HOW TO COMPLETE THIS TASK: Could you output each line below precisely as it stands, without the images?

*** Block opens ***

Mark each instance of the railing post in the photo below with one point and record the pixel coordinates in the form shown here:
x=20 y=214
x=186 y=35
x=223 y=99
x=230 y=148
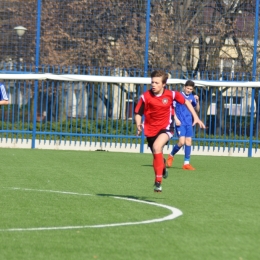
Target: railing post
x=146 y=58
x=37 y=56
x=250 y=148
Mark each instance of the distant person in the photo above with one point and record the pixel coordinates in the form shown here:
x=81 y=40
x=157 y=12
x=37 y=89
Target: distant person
x=156 y=105
x=184 y=125
x=4 y=100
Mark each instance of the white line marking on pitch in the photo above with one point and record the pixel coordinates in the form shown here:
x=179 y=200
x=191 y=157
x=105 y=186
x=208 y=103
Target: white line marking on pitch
x=174 y=214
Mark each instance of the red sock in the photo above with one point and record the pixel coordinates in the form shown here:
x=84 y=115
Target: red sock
x=158 y=166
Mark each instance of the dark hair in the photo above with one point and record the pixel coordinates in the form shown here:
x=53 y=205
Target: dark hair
x=160 y=73
x=189 y=83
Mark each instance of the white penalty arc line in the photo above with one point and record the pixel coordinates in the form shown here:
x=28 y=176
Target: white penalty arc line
x=174 y=214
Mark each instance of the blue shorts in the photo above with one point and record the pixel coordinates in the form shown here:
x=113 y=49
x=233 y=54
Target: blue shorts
x=184 y=130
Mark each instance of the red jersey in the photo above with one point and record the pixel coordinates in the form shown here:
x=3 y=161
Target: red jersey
x=157 y=110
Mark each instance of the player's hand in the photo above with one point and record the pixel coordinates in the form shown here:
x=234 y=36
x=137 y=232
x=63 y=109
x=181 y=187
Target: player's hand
x=139 y=129
x=199 y=122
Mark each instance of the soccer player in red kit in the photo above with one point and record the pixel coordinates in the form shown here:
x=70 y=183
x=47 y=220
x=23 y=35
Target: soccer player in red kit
x=156 y=105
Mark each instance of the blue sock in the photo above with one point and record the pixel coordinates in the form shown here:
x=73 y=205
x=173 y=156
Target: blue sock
x=187 y=152
x=175 y=149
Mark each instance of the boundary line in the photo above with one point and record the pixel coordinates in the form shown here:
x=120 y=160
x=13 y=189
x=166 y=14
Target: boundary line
x=174 y=214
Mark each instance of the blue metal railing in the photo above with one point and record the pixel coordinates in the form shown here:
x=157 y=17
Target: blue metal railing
x=103 y=113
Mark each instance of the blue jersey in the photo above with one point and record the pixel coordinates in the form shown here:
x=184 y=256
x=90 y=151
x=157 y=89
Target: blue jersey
x=3 y=95
x=182 y=112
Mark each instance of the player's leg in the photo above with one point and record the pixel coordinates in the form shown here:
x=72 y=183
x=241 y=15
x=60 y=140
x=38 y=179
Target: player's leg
x=158 y=161
x=187 y=149
x=180 y=130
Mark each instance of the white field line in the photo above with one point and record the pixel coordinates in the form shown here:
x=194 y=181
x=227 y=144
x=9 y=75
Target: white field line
x=174 y=214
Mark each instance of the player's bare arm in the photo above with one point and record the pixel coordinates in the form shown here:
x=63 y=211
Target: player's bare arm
x=138 y=122
x=196 y=119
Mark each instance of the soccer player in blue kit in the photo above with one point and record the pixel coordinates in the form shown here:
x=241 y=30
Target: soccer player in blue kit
x=3 y=95
x=183 y=123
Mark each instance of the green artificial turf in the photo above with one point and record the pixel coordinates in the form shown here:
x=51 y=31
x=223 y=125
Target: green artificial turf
x=74 y=192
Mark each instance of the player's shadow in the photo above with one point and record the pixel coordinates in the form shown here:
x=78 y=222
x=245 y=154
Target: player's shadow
x=128 y=197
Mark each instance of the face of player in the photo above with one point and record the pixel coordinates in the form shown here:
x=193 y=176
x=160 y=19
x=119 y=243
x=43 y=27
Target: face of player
x=187 y=90
x=157 y=85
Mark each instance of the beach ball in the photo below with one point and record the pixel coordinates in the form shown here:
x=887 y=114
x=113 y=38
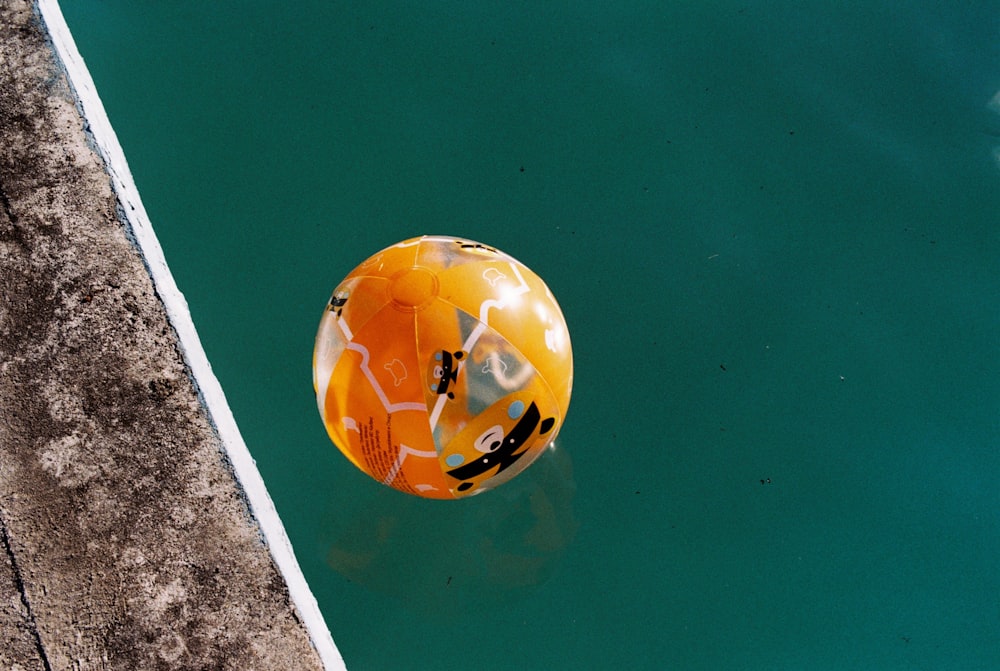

*** Block closes ***

ANSWER TO THIS TASK:
Mark each instance of the railing post in the photo below with one point and record the pixel coordinates in the form shown here:
x=20 y=214
x=186 y=35
x=223 y=99
x=230 y=148
Target: railing post
x=146 y=58
x=37 y=56
x=250 y=148
Mark each instance of the distant person in the photo above with one point and record the pixel coordinates in the form shown here:
x=81 y=40
x=157 y=12
x=37 y=89
Target: distant person
x=156 y=105
x=184 y=125
x=4 y=100
Mark each instance of the white line marking on pitch in the photo above with one point and record the pixel coordinates in the form shown here:
x=179 y=200
x=191 y=157
x=105 y=186
x=208 y=103
Target: white line marking on pitch
x=174 y=214
Mark each instance of the red sock in the photo above with one point and record the pixel coordinates in the form shown here:
x=84 y=115
Target: red sock
x=158 y=166
Mark each instance of the dark hair in the photo above with one point and record the pixel coordinates in the form shown here:
x=53 y=205
Target: dark hair
x=160 y=73
x=189 y=83
Mark each instance of the white penalty arc line in the photo above with one point and record the pixel coordinates in the form shown here:
x=28 y=176
Target: white penalty arc line
x=174 y=214
Mark each instance of the blue shorts in the photo above with one point and record the pixel coordinates in the form shown here:
x=113 y=49
x=233 y=54
Target: blue shorts
x=184 y=130
Mark each instance of the red jersey in the photo above with one point and record the pixel coordinates in the form shown here:
x=3 y=161
Target: red jersey
x=157 y=110
Mark each instance of the player's hand in the photo above with one point and record the pixel coordinates in the form shown here:
x=234 y=36
x=137 y=232
x=63 y=109
x=181 y=187
Target: player's hand
x=139 y=129
x=199 y=122
Mark each instance of the soccer player in red kit in the photo above with one point and record the pixel coordinates in the form shown here:
x=70 y=183
x=47 y=220
x=23 y=35
Target: soccer player in red kit
x=156 y=105
Mark each instance of the blue sock in the photo above with one point and record the pixel coordinates in the form shown here:
x=73 y=205
x=173 y=156
Target: blue sock
x=187 y=152
x=175 y=149
Mark each instance of the boundary line in the photo above with one point and record the pixel coordinates in the form shown here:
x=120 y=160
x=13 y=189
x=166 y=14
Target: boundary line
x=174 y=214
Mark each instance of the blue metal railing in the photo above with one point and record the pixel coordinates in the form shown here:
x=157 y=17
Target: blue metal railing
x=103 y=113
Mark each instance of the blue jersey in the photo above with one point and record the pixel coordinates in the form shown here:
x=184 y=256
x=90 y=151
x=157 y=89
Target: blue jersey
x=3 y=95
x=182 y=112
Mark each instance of the player's leg in the photo above with one point and record the pixel coordinates in the form shown here:
x=72 y=183
x=241 y=15
x=60 y=140
x=38 y=179
Target: player's leg
x=158 y=161
x=187 y=149
x=180 y=130
Mark each instance of the white field line in the photo above with one point and record the pixel coordinates in the form shown here:
x=194 y=181
x=227 y=144
x=9 y=75
Target: white field line
x=174 y=214
Mark each instance of the player's bare arm in the photo above with one point and record the pixel coordinates in the form shown here:
x=63 y=211
Target: player's bare arm
x=138 y=122
x=196 y=119
Mark each instance of the soccer player in blue kit in the photo above with one point and record the pixel coordinates in the form shown here:
x=241 y=30
Target: soccer player in blue kit
x=3 y=95
x=183 y=123
Mark each instance of the green artificial turf in the photo above with one point and record the pixel coordinates in the form shown here:
x=51 y=31
x=223 y=125
Target: green artificial turf
x=74 y=192
Mark each instance of the player's shadow in the photo above with one point and record the pixel coordinates in the form shown here:
x=78 y=222
x=245 y=154
Target: player's shadow
x=128 y=197
Mark each instance of the face of player in the photo above with one point and record the pixel coordinates in the form shown here:
x=193 y=176
x=160 y=19
x=119 y=243
x=43 y=27
Target: face of player
x=187 y=90
x=157 y=85
Mark each instance of the beach ball in the photo below with one point and record the pixel coordinates in the form shown here:
x=887 y=114
x=113 y=38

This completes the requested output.